Instructions for the task >> Reproduce the passage of the predicate logic email that begins with the words containing "I would suggest" and ends with "Pat    (074)".

Selection >>
* * * *

I would suggest starting with a semantics, and try to state truth conditions
on sentences, and show how they differ from the conventional ones.     (073)

Pat    (074)

> How would they work in modal predicate logics? Truth be told, I have no
idea and I lack the expertise to try to answer these questions. It may be
that we have the predicate logic we do because trained logicians have gone
down this path some ways farther than I have ? far enough to find out that
it's a blind alley.
> I'll try to respond to some of your other comments soon. In the meantime,
if you don't think anything is to be gained by continuing this conversation,
I'll understand completely.
> Thanks for working so hard to help me understand why predicate logic is as
it is.
> Tom
> On Tuesday, October 13, 2015 9:04 PM, Pat Hayes <phayes@xxxxxxx> wrote:
> On Oct 13, 2015, at 10:53 AM, Thomas Johnston <tmj44p@xxxxxxx> wrote:
> > Oct 13, 2017.

* * * *

Entries provided >>
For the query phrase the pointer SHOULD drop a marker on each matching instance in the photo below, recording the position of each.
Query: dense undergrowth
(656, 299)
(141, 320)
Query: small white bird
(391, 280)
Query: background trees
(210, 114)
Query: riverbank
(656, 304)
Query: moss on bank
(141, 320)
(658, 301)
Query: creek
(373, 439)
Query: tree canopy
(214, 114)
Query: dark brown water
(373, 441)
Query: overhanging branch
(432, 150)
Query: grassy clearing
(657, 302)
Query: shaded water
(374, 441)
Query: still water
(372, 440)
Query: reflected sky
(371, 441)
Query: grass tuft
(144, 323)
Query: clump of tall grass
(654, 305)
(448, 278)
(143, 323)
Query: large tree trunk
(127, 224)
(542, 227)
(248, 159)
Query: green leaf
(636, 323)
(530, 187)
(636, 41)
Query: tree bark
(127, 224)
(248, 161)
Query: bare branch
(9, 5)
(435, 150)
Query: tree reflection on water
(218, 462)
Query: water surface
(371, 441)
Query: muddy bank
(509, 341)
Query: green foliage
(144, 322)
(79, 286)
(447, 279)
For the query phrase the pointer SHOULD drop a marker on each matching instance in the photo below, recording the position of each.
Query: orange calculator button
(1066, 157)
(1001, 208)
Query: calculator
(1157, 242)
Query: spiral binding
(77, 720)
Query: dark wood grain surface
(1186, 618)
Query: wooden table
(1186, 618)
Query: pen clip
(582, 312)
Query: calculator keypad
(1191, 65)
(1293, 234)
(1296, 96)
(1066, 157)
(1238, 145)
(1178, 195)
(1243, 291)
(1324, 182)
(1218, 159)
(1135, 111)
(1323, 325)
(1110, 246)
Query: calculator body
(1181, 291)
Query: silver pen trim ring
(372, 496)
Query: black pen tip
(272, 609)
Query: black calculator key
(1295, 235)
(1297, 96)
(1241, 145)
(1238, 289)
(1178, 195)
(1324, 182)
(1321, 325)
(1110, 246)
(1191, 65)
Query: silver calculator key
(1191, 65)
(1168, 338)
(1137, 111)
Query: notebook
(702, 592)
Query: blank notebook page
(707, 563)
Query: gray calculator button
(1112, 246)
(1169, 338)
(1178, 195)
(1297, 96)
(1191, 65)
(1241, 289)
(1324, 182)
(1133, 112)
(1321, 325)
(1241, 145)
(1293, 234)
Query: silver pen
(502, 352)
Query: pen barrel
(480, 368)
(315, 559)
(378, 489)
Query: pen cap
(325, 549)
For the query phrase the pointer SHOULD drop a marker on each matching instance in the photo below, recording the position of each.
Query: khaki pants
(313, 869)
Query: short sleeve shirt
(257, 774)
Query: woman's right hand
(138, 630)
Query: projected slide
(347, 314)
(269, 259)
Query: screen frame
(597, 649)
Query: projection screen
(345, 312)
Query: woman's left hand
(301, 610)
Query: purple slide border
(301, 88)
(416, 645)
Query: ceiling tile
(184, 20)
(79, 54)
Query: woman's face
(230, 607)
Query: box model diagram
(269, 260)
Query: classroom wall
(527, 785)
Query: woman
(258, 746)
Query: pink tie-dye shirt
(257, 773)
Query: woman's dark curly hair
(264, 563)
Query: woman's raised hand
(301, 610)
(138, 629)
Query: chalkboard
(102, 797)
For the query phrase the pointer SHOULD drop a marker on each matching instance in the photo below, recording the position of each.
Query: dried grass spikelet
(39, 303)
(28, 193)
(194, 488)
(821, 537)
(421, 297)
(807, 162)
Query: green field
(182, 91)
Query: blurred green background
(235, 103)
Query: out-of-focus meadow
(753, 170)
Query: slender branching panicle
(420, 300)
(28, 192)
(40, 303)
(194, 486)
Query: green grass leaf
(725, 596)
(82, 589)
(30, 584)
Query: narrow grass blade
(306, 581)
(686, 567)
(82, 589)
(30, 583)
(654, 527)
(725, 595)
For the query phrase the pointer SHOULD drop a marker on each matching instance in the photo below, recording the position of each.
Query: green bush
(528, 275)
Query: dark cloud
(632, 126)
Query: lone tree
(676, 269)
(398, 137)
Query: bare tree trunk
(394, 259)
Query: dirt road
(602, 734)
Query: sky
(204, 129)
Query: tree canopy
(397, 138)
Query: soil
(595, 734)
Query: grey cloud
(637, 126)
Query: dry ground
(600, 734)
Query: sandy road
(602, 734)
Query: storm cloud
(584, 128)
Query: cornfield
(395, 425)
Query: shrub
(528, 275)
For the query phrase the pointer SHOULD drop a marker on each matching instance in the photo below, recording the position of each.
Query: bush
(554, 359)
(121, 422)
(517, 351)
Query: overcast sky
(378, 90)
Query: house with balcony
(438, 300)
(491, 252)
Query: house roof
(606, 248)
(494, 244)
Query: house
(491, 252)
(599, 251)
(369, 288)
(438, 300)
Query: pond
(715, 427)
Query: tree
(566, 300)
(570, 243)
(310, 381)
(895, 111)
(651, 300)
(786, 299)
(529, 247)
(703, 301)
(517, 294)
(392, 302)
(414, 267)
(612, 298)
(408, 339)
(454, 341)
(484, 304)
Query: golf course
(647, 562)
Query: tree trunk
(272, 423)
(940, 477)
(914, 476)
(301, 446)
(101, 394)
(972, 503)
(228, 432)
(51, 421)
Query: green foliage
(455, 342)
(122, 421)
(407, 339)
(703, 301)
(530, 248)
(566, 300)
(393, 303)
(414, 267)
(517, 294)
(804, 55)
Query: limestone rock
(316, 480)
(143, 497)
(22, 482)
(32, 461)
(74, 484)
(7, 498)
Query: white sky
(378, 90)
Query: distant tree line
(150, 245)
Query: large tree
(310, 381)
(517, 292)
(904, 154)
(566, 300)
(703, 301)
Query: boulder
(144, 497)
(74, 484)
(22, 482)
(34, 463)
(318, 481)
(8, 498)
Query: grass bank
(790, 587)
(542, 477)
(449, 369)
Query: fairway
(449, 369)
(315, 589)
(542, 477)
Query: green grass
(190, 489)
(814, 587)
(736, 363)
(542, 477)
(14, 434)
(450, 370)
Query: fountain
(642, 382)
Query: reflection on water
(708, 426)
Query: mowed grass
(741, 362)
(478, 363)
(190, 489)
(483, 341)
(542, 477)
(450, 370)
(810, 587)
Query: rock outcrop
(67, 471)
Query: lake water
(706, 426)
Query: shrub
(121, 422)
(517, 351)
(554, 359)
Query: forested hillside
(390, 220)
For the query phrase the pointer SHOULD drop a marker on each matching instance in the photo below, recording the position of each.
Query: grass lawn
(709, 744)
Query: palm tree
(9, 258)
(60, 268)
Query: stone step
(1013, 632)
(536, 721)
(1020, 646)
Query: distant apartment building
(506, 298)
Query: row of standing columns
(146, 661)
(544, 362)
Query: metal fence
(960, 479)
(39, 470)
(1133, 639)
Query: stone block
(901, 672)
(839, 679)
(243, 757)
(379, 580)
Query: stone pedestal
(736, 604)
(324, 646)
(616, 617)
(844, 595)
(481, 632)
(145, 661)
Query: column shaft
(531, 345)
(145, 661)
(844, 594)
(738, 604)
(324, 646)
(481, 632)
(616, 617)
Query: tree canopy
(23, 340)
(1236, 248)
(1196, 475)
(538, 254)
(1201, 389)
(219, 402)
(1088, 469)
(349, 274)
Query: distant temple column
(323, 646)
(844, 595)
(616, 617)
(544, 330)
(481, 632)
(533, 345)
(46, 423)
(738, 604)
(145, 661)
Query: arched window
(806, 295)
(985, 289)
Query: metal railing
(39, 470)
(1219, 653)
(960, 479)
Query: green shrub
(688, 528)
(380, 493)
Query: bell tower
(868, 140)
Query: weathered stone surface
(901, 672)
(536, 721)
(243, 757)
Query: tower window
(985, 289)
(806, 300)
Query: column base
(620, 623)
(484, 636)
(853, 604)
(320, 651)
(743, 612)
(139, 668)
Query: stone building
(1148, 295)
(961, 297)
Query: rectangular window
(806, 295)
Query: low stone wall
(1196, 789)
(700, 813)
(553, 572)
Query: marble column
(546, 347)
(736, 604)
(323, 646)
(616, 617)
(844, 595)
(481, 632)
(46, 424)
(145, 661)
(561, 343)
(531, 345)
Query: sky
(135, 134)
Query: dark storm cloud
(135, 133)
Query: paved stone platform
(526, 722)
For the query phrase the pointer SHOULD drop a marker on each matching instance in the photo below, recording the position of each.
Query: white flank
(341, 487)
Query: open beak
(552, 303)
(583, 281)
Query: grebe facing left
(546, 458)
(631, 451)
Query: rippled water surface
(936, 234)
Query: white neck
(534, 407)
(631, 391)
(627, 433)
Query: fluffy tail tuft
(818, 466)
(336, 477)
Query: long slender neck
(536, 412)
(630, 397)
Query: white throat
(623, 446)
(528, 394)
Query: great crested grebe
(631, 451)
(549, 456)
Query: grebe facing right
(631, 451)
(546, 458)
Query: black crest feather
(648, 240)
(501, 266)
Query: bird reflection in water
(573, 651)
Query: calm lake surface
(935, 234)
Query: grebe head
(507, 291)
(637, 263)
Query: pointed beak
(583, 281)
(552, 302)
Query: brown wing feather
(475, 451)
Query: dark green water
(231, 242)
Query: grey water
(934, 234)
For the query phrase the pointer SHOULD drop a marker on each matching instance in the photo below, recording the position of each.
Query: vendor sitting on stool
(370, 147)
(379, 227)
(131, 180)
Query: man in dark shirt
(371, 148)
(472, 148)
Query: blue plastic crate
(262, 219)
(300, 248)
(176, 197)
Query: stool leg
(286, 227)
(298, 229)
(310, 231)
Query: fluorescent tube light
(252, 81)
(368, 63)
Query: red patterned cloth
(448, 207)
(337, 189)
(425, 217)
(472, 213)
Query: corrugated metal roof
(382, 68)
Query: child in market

* * * *

Result >>
I would suggest starting with a semantics, and try to state truth conditions
on sentences, and show how they differ from the conventional ones.     (073)

Pat    (074)